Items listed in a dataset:
━━━━━━━━━━━━━━━━

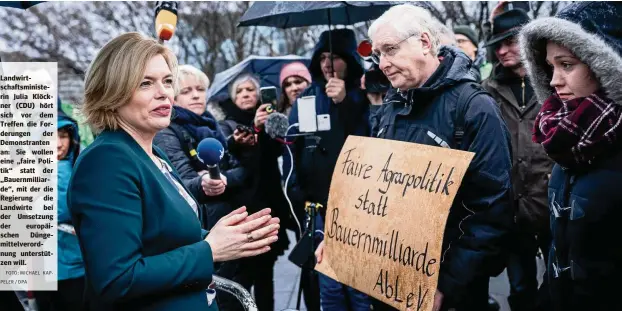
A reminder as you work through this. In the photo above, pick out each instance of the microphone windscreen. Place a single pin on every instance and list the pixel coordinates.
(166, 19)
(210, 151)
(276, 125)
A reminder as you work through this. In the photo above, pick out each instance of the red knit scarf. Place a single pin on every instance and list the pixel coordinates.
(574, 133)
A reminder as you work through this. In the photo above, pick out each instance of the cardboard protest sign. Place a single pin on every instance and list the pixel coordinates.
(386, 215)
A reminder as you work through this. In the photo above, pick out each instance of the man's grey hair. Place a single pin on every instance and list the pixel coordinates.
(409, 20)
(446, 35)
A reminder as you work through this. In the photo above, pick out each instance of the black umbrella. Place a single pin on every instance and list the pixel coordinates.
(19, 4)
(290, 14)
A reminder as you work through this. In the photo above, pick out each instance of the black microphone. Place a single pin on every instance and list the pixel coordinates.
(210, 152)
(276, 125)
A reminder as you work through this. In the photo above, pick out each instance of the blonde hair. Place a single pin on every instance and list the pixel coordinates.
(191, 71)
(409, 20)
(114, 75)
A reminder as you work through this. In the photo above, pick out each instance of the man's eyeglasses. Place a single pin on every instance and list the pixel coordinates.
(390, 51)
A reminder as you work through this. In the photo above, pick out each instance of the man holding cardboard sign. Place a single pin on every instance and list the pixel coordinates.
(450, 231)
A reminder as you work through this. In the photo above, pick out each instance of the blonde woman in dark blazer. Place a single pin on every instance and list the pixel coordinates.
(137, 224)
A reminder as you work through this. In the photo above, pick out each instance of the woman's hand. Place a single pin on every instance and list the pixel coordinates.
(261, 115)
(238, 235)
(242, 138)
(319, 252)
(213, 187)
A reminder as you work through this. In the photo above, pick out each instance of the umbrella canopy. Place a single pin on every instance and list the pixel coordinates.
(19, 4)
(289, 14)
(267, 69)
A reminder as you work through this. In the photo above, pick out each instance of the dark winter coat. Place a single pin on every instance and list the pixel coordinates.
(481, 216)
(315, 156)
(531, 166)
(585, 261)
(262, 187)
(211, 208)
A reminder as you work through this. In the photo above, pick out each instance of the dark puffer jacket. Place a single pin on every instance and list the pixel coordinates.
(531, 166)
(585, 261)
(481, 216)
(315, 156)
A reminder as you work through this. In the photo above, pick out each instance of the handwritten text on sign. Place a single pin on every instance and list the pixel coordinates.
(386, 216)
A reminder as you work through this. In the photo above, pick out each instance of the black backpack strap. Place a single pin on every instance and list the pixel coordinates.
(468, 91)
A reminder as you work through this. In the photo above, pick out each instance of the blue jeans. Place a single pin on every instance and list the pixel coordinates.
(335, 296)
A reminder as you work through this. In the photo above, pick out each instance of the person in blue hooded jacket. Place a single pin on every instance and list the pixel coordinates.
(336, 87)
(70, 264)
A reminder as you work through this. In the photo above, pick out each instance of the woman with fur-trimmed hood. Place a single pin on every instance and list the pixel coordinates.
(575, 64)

━━━━━━━━━━━━━━━━

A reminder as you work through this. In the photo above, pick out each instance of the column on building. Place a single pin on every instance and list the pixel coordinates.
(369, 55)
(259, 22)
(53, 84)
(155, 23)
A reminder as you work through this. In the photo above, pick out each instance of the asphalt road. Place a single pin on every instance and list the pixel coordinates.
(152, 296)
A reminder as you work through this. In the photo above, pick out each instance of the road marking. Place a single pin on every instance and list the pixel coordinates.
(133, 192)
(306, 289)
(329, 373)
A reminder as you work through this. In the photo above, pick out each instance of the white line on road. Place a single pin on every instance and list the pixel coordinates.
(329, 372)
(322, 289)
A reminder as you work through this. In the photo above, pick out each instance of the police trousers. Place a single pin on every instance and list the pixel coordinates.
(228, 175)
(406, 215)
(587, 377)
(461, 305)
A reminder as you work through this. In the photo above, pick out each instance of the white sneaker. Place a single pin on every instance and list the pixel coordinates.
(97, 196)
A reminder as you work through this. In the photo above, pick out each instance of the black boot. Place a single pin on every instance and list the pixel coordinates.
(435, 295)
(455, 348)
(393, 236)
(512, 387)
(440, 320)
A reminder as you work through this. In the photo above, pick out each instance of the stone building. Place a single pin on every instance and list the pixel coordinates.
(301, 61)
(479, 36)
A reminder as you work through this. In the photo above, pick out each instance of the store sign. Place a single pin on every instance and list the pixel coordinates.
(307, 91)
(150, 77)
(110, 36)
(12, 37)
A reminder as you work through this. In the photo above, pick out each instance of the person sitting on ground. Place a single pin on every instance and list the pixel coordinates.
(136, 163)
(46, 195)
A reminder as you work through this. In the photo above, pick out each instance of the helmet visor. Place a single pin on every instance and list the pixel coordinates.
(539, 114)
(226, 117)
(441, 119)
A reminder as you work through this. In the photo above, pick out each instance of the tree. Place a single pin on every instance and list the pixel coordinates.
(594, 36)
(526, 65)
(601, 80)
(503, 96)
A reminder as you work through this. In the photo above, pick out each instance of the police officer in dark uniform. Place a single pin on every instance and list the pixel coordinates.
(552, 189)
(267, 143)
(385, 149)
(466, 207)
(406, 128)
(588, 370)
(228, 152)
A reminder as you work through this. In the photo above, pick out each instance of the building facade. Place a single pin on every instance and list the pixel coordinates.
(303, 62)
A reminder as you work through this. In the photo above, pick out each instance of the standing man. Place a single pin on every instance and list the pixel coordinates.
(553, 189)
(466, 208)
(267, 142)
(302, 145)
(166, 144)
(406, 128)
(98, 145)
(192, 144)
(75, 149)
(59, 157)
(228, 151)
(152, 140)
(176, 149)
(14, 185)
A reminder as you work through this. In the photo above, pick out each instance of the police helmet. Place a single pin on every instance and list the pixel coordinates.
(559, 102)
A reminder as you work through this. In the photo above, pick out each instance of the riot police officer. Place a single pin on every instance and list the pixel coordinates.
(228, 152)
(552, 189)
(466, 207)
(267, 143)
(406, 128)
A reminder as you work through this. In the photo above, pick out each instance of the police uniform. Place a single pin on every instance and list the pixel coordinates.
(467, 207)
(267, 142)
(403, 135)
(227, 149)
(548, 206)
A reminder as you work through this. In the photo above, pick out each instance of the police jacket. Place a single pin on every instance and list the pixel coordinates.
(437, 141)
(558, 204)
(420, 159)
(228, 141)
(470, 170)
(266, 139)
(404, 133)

━━━━━━━━━━━━━━━━

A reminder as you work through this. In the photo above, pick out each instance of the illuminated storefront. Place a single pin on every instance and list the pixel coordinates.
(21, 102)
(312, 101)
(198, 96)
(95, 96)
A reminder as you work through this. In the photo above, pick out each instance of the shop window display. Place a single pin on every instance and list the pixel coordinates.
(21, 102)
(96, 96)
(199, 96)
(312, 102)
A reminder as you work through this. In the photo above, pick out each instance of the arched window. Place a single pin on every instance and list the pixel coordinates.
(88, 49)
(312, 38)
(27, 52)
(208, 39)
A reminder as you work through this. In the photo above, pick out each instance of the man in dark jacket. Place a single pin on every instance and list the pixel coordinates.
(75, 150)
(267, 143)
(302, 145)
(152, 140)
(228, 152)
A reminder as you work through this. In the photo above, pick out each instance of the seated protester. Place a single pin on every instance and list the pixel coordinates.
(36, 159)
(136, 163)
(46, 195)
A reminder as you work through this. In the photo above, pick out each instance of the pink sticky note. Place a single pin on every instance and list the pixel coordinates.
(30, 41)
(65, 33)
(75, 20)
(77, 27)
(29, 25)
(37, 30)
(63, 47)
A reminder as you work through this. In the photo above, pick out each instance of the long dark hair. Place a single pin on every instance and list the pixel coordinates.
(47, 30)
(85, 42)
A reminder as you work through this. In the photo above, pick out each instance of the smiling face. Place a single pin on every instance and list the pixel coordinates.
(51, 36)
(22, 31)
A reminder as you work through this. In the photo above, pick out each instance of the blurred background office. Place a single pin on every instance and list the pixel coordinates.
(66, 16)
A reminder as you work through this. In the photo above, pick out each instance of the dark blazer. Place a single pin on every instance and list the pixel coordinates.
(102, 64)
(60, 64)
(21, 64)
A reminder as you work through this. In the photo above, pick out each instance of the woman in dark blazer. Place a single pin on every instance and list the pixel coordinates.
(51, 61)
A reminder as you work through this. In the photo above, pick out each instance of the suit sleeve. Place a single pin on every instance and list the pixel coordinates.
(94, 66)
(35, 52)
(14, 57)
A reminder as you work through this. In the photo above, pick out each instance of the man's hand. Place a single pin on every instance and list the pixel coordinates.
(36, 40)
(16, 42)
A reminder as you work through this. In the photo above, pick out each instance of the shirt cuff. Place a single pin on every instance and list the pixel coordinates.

━━━━━━━━━━━━━━━━

**WHAT IS BEING ASKED:** Reproduce, word for word and in full, only the lines above that start at the line with "in dark jacket." and run through the line with "of the shirt", both ends included.

**OUTPUT OF THE TASK:**
A reminder as you work through this. In the photo above, pick out each instance of the man in dark jacket. Place a single pin on every instance and list the pixel coordinates.
(75, 150)
(267, 143)
(302, 145)
(152, 140)
(228, 152)
A reminder as you work through this. In the photo above, pick out each instance of the seated protester. Place a single pin on every instance and list the pixel coordinates.
(36, 159)
(136, 163)
(46, 195)
A reminder as you work through this. In the photo above, pick out each instance of the pink sticky note. Place a single pin on every instance and list the pixel coordinates.
(30, 41)
(65, 33)
(75, 20)
(77, 27)
(29, 25)
(37, 30)
(63, 47)
A reminder as you work through this. In the photo above, pick out each instance of the long dark hair. Place a single pin on every instance and list the pixel coordinates.
(47, 30)
(85, 42)
A reminder as you work through this. In the photo above, pick out each instance of the smiling face. Place a single pin on every instance and list the pixel coordinates.
(51, 36)
(22, 31)
A reminder as you work through this. In the photo above, pick out each instance of the blurred background office. Place a single pin on every instance and list the pixel coordinates.
(66, 16)
A reminder as you work through this. In the photo above, pick out each instance of the dark blazer. Place a single pin on every instance and list the pixel coordinates.
(102, 64)
(60, 64)
(21, 64)
A reminder as you work through this. In the photo above, pick out each instance of the woman in dark blazer. Place a single pin on every instance and list the pixel coordinates.
(51, 61)
A reminder as you work through this. In the photo above, pick out each instance of the suit sleeve. Place a single pin on every instance and list the pixel coordinates.
(94, 66)
(35, 52)
(14, 57)
A reminder as you work through this. In the photo above, pick out each instance of the man's hand. Place a single pin on every instance and list the pixel coordinates.
(36, 40)
(16, 42)
A reminder as you work through this. In the photo above, pick out each instance of the shirt cuff. Place a single pin on every instance and list the pixel coordinates.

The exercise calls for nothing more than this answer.